PROVIDED INFORMATION:

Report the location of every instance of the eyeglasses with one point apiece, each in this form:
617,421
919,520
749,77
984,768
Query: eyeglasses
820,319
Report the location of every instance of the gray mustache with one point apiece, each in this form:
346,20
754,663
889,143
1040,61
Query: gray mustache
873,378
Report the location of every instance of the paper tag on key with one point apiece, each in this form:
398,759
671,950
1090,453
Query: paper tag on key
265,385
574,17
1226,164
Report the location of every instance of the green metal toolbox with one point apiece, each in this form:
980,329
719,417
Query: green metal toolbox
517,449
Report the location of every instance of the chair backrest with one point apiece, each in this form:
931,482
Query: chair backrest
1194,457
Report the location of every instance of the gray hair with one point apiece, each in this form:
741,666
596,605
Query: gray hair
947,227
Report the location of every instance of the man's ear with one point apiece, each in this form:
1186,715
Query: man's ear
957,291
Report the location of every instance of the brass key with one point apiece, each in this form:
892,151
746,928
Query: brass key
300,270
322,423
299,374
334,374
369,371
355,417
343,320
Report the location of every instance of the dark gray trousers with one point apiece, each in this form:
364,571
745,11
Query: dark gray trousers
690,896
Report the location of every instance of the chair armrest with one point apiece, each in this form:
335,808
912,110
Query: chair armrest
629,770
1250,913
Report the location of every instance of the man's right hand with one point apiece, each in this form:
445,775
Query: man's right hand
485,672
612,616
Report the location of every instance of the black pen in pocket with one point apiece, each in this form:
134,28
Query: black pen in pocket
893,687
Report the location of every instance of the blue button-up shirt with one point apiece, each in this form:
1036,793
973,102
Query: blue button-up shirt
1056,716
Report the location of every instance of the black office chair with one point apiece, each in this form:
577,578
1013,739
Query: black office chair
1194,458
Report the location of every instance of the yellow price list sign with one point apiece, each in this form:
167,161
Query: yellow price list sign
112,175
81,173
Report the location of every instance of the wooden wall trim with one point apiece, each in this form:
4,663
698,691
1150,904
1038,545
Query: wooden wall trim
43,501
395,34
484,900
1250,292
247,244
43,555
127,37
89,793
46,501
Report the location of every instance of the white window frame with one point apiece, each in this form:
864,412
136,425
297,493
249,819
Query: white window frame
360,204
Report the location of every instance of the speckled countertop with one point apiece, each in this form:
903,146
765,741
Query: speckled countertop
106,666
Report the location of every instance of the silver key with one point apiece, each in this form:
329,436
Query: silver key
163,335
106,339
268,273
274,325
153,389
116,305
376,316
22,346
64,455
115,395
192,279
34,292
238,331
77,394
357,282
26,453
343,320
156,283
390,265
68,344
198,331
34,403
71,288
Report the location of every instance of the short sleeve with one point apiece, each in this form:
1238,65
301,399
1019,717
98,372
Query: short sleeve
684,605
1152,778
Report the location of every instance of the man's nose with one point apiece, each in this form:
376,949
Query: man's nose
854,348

PROBLEM DESCRIPTION: Rewrite all the records above, putting "a single point each" wherever "one point apiece" occurs and leaving everything else unchanged.

COMPLETE ANSWER:
Report the location of every instance of the eyeglasses with a single point each, each in this form:
617,421
919,520
749,77
984,768
Query: eyeglasses
820,319
Report the location of every instance of the gray mustache with a single point each, each in this form:
346,20
754,663
889,143
1040,61
Query: gray mustache
873,378
Report the location of every instance of the paper tag on key with a single point each, each in this form:
398,759
671,950
1090,453
Query: paper tag on key
265,385
574,17
1226,164
Report the location of every instance of the green metal toolbox with a single point each, each in this form:
980,329
719,417
Query: green metal toolbox
517,449
Report the location of every instance of the chair backrest with a single point each, each in this form:
931,482
Query: chair backrest
1194,457
Report the location of every instance of the gray hair with a single point each, each in this form:
741,666
596,605
Query: gray hair
947,227
Report the location of every instance of the man's ear with a single point each, each in this form:
1186,715
Query: man's ear
957,291
Report the location of every instance of the brass key with a single point each, each in this form:
892,151
746,928
Query: brass key
300,270
322,423
299,374
334,374
369,371
355,417
343,320
Report the location of every instance of the dark gray trousers with a single point each, each in this form:
364,571
745,11
Query: dark gray trousers
690,896
Report the location of every instance of the chair armrest with a single point each, each in this form:
335,808
912,110
Query: chair armrest
629,770
1250,913
Report the location of every instance of the man's right hand with a single point each, each in this form:
445,775
Query: man's right hand
485,672
612,616
Report the location of every instance of the black pen in pocket with a single point each, each in this form:
134,28
Query: black pen in pocket
893,687
Report the location of every instance of the blue button-up shirt with a single point each, each in this form:
1036,793
973,102
Query: blue button-up shirt
1056,716
Report the location of every instance of the black office chair with a single point each, each in this form:
577,578
1013,739
Query: black office chair
1194,458
Report the location of every instance of the yellow price list sign with a single point each, each in this form:
167,161
Query: yellow price list sign
112,175
81,173
Report the location of every instance of the wooden wall trim with a single point each, each in this form:
4,663
698,691
1150,904
1038,545
Query: wooden wall trim
43,501
395,34
484,900
1250,292
247,244
43,555
127,37
89,793
46,501
Report the location of every instance of the white window frame with a single point each, each in this form:
864,412
136,425
297,493
249,819
Query: white window frame
360,204
Report the location of every instance of the speckled countertop with a single point each, each in this form:
903,146
765,741
Query: speckled countertop
106,666
Report the location of every instance of the silver key with a single point each, each in this form:
329,436
Query: silver key
163,335
106,339
268,273
274,325
153,389
116,305
376,316
22,346
64,455
115,395
192,279
34,292
238,331
77,394
357,282
26,453
343,320
156,283
390,265
68,344
198,331
34,403
71,288
Report the location of every instance of the short sleeve with a single point each, each in this form:
1238,65
301,399
1019,717
98,372
Query: short sleeve
684,605
1152,778
Report the location of every instance of the man's nose with a single point each, each in this form:
376,949
Query: man's nose
854,348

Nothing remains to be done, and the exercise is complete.